== DIRECTION ==
Show each line of the rows below that contains the word "duck".

Entries drawn from a collection:
□ □ □

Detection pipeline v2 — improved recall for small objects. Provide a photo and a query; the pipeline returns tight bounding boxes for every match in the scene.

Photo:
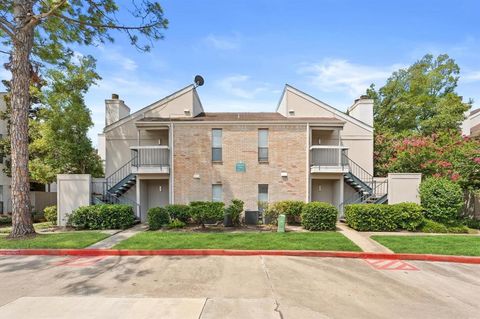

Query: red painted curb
[0,249,480,264]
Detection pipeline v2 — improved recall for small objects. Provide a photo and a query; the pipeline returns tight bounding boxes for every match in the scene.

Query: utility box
[277,214,285,233]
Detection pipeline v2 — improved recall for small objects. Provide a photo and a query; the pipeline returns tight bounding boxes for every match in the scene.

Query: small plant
[0,215,12,225]
[43,206,57,225]
[265,200,305,224]
[301,202,338,230]
[190,201,225,228]
[388,203,423,231]
[420,219,448,233]
[68,204,135,229]
[420,177,464,224]
[165,204,192,223]
[147,207,170,230]
[168,218,186,229]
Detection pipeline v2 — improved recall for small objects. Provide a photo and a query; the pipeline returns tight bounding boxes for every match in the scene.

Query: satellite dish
[194,75,205,86]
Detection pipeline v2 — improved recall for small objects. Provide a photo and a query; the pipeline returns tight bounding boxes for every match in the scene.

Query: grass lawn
[372,235,480,256]
[0,231,109,249]
[114,231,361,251]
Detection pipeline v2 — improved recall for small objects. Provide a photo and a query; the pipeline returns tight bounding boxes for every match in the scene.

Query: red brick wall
[173,123,307,209]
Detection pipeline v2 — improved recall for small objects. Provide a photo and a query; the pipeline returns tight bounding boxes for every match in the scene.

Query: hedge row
[68,204,135,229]
[345,203,424,231]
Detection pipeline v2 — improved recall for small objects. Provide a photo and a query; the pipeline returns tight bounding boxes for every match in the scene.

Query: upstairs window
[258,129,268,162]
[212,128,222,162]
[212,184,223,202]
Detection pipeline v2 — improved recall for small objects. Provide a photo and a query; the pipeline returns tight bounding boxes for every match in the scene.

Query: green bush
[301,202,338,230]
[190,201,225,227]
[265,200,305,224]
[0,215,12,225]
[168,218,186,228]
[68,204,135,229]
[225,199,244,226]
[165,204,191,223]
[420,219,448,233]
[43,206,57,225]
[447,225,469,234]
[345,204,398,231]
[463,218,480,229]
[389,203,423,231]
[420,177,464,224]
[147,207,170,230]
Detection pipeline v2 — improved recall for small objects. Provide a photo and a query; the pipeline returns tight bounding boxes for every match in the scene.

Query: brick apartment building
[93,85,387,220]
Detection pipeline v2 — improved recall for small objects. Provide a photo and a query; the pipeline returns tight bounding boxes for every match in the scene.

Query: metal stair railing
[339,180,388,217]
[105,157,138,192]
[342,153,374,189]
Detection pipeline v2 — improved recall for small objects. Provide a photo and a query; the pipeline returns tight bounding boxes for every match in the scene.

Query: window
[258,184,268,212]
[212,184,223,202]
[212,128,222,162]
[258,129,268,162]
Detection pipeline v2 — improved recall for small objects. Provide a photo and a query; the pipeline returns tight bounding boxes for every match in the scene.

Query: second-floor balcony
[130,145,170,174]
[310,145,348,173]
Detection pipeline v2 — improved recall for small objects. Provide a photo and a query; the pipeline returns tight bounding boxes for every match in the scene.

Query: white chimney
[105,94,130,126]
[348,95,373,126]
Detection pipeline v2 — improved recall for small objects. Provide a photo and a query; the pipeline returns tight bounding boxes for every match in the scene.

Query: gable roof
[139,112,345,125]
[276,83,373,132]
[103,84,195,132]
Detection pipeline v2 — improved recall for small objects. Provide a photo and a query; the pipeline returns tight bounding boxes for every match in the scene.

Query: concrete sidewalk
[337,223,393,254]
[0,256,480,319]
[87,224,148,249]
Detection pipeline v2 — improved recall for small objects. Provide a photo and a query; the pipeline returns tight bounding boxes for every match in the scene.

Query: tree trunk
[9,0,35,238]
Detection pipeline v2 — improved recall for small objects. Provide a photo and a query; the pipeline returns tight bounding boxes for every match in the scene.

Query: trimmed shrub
[345,204,398,231]
[68,204,135,229]
[389,203,423,231]
[463,218,480,229]
[225,199,244,226]
[168,218,186,228]
[447,225,469,234]
[165,204,191,223]
[265,200,305,224]
[43,205,57,225]
[420,177,464,224]
[147,207,170,230]
[301,202,338,230]
[32,211,45,223]
[420,219,448,233]
[190,201,225,227]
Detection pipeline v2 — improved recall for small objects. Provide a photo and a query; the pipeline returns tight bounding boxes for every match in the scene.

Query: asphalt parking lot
[0,256,480,319]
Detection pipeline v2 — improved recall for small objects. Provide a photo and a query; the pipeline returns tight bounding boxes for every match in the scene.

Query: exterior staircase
[92,157,140,208]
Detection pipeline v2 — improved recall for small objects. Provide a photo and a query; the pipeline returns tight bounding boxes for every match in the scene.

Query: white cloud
[98,46,138,71]
[298,59,400,97]
[216,74,269,99]
[460,71,480,82]
[204,33,240,50]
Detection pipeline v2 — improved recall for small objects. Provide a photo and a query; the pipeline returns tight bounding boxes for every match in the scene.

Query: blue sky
[0,0,480,143]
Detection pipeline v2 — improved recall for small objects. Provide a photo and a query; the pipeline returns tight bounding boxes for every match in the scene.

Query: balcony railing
[131,146,170,172]
[310,145,348,171]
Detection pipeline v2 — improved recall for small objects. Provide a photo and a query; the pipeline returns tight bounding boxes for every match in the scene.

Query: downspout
[169,123,175,204]
[305,123,312,203]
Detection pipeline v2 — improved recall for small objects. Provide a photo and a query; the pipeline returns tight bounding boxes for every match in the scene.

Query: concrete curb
[0,249,480,264]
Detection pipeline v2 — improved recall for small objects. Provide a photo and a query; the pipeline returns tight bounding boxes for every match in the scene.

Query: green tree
[0,0,168,238]
[367,54,472,176]
[367,54,472,135]
[29,57,103,184]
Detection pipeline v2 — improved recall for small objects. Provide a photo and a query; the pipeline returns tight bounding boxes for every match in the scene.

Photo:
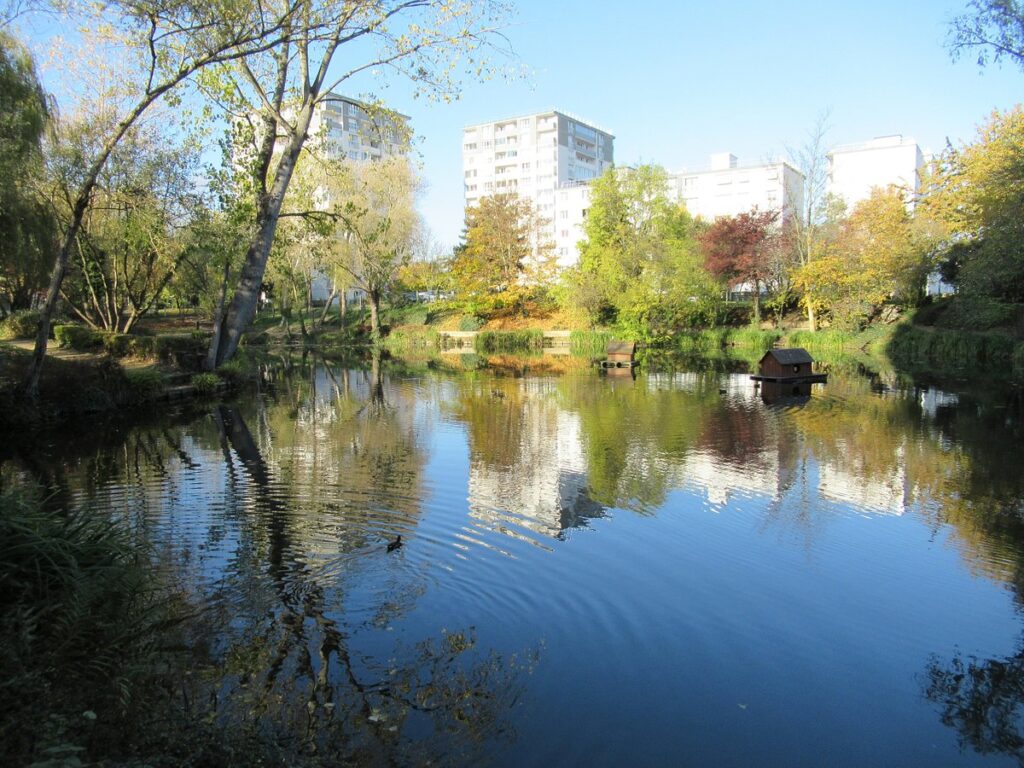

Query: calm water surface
[6,360,1024,766]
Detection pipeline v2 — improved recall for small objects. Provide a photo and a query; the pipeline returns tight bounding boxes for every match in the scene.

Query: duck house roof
[761,347,814,366]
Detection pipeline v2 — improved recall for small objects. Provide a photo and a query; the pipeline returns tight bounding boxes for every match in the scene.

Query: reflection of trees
[562,372,717,512]
[925,648,1024,765]
[452,376,602,544]
[203,397,532,764]
[4,360,534,765]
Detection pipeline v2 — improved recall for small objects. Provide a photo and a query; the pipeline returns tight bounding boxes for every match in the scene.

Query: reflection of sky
[14,366,1022,765]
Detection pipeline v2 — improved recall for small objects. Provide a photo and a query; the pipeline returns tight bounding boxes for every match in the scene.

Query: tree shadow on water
[925,647,1024,765]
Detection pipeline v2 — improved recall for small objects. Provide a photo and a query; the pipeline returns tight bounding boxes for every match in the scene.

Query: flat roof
[462,110,615,138]
[324,91,412,120]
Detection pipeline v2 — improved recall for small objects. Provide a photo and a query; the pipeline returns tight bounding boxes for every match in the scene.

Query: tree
[796,187,930,329]
[25,0,304,397]
[700,209,779,323]
[197,0,505,368]
[947,0,1024,69]
[0,32,55,316]
[50,119,202,333]
[919,106,1024,302]
[785,111,835,331]
[452,195,554,314]
[566,166,719,340]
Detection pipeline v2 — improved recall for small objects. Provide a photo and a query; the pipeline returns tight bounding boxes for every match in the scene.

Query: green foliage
[728,328,782,352]
[920,105,1024,303]
[452,194,555,313]
[794,187,934,331]
[913,295,1024,331]
[214,354,253,386]
[785,329,856,354]
[191,373,222,395]
[459,314,483,331]
[383,326,440,354]
[886,325,1020,374]
[0,31,56,309]
[53,325,103,351]
[573,166,721,344]
[0,309,39,341]
[153,334,206,368]
[569,331,614,357]
[0,490,165,765]
[125,368,167,401]
[473,329,544,354]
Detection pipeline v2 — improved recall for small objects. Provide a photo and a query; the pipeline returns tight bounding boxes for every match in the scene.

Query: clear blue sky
[347,0,1024,245]
[19,0,1024,246]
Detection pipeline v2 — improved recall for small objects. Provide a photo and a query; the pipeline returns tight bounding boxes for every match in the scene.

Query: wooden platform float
[598,341,637,368]
[751,347,828,384]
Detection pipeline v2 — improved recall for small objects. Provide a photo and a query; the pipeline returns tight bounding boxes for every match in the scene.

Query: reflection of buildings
[680,451,787,506]
[469,379,602,537]
[818,456,908,515]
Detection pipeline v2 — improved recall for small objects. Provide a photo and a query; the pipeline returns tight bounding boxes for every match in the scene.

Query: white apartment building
[827,135,925,210]
[309,93,411,161]
[827,135,955,296]
[462,110,614,266]
[309,93,412,303]
[670,153,804,221]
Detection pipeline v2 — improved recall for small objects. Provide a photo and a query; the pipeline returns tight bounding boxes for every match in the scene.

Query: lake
[6,355,1024,766]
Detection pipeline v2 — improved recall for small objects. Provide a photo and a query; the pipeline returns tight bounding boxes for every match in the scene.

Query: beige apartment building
[462,110,614,266]
[670,153,804,221]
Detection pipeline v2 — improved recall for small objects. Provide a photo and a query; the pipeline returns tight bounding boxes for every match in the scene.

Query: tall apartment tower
[462,110,614,266]
[309,93,411,161]
[670,153,804,221]
[828,135,925,208]
[309,93,412,303]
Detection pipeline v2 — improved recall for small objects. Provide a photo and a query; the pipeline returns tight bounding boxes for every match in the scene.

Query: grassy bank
[886,325,1024,381]
[0,490,172,766]
[473,330,544,354]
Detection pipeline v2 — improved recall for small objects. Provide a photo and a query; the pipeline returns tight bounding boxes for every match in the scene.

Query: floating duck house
[601,341,637,368]
[751,347,828,384]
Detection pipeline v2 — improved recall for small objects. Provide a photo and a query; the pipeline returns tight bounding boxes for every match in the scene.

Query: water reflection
[6,357,1024,764]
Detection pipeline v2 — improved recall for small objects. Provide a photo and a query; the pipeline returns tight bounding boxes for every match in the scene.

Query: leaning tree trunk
[367,289,381,341]
[207,126,312,368]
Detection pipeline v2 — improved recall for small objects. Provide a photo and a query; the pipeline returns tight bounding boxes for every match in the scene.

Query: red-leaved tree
[700,208,779,323]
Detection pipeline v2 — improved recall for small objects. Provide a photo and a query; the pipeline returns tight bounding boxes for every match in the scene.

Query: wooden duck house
[751,347,828,384]
[601,341,637,368]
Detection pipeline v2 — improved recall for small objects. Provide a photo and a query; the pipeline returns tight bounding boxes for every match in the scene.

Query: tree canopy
[566,165,719,340]
[922,105,1024,302]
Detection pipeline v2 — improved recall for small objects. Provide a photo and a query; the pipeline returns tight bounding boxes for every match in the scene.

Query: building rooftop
[463,110,615,138]
[828,133,918,155]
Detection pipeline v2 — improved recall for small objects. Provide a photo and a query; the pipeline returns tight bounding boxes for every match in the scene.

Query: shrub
[125,368,167,400]
[191,374,221,394]
[0,489,166,765]
[102,333,131,357]
[785,329,855,354]
[728,328,782,352]
[384,326,440,353]
[473,330,544,353]
[215,354,253,386]
[569,331,614,357]
[0,309,39,341]
[154,334,207,368]
[53,325,103,351]
[459,314,483,331]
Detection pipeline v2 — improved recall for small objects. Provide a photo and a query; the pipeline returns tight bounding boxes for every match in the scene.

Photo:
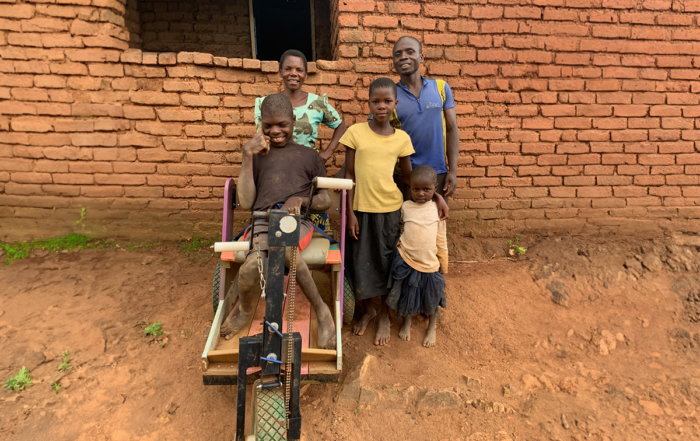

□ □ □

== RESULT FOR THIS EXERCISE ==
Query: duck house roof
Query: floating duck house
Query: wooden duck house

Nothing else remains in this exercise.